- [TEKS YANG DISEDIAKAN]:
####

Di Indonesia, jaminan keamanan data pribadi masih jauh dari ideal. Dalam kasus-kasus di atas, misalnya. Kita sebagai pemilik sejatinya bisa saja menggugat para pengelola data pribadi. Namun, tak ada regulasi yang komprehensif yang mampu menyelesaikan persoalan semacam ini secara tuntas.
Secara teknis, dasar hukum yang dapat digunakan dalam kasus data pribadi adalah Kitab Undang-Undang Hukum Perdata (KUHPer). Pasal 1365 menjelaskan setiap perbuatan yang merugikan orang lain mewajibkan pihak yang menyebabkan kerugian untuk mengganti rugi.

####

- [BAHAN YANG DISEDIAKAN]:
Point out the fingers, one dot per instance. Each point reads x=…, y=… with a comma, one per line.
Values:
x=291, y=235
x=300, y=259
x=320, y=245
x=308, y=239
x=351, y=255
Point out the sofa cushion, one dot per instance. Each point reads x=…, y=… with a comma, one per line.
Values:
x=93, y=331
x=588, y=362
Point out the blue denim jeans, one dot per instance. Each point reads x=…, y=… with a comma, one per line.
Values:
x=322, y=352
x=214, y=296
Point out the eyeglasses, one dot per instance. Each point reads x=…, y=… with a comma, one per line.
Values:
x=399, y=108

####

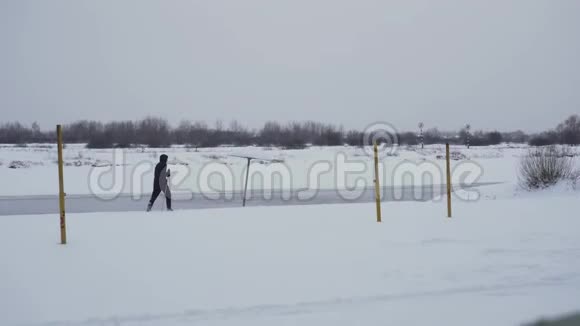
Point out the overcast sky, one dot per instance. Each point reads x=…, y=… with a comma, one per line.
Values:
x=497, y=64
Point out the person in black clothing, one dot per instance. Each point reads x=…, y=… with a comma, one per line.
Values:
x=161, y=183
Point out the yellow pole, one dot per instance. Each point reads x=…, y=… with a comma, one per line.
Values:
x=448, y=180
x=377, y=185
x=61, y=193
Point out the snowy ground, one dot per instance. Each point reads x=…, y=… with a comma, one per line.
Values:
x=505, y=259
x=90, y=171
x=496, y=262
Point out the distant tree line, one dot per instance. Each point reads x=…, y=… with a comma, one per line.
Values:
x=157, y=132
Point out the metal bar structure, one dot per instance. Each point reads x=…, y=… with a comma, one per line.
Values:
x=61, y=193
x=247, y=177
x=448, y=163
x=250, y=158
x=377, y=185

####

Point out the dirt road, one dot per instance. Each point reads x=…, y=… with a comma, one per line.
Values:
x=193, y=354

####

- [PETUNJUK TUGAS]:
**a.** Tukar "KUHPer" dengan "KUH Perdata" dalam teks tentang keamanan data pribadi, lalu tulis ulang bagian antara "Secara teknis, dasar" dan "untuk mengganti rugi.", termasuk kedua ujungnya.
**b.** Bagaimana lanjutan teks tentang keamanan data pribadi setelah kalimat terakhirnya? Tuliskan bagian berikutnya.
Baris-baris di atas diambil dari sumber yang berbeda.

- [JAWABAN YANG DIHARAPKAN]:
**a.**
Secara teknis, dasar hukum yang dapat digunakan dalam kasus data pribadi adalah Kitab Undang-Undang Hukum Perdata (KUH Perdata). Pasal 1365 menjelaskan setiap perbuatan yang merugikan orang lain mewajibkan pihak yang menyebabkan kerugian untuk mengganti rugi.

**b.**
Kerugian dan pelanggaran dalam konteks data pribadi diatur lewat Undang-Undang Informasi dan Transaksi Elektronik (ITE). Pemilik data pribadi bisa mengupayakan tindakan hukum ketika kebocoran data pribadi terjadi. Pertama, dengan menuntut pihak peretas sistem elektronik yang melakukan pencurian data pribadi.
UU ITE juga mengatur penggunaan data pribadi dalam media elektronik harus didasari persetujuan dengan pihak yang bersangkutan, dalam hal ini pemilik data. Syarat persetujuan itu diatur dalam aturan turunan UU ITE, yakni Peraturan Pemerintah (PP) Nomor 71 tahun 2019 serta Peraturan Menteri Komunikasi dan Informatika Nomor 20 Tahun 2016. Masih dalam UU ITE, gugatan kerugian dapat diajukan oleh pemilik data pribadi jika syarat persetujuan tak dipenuhi.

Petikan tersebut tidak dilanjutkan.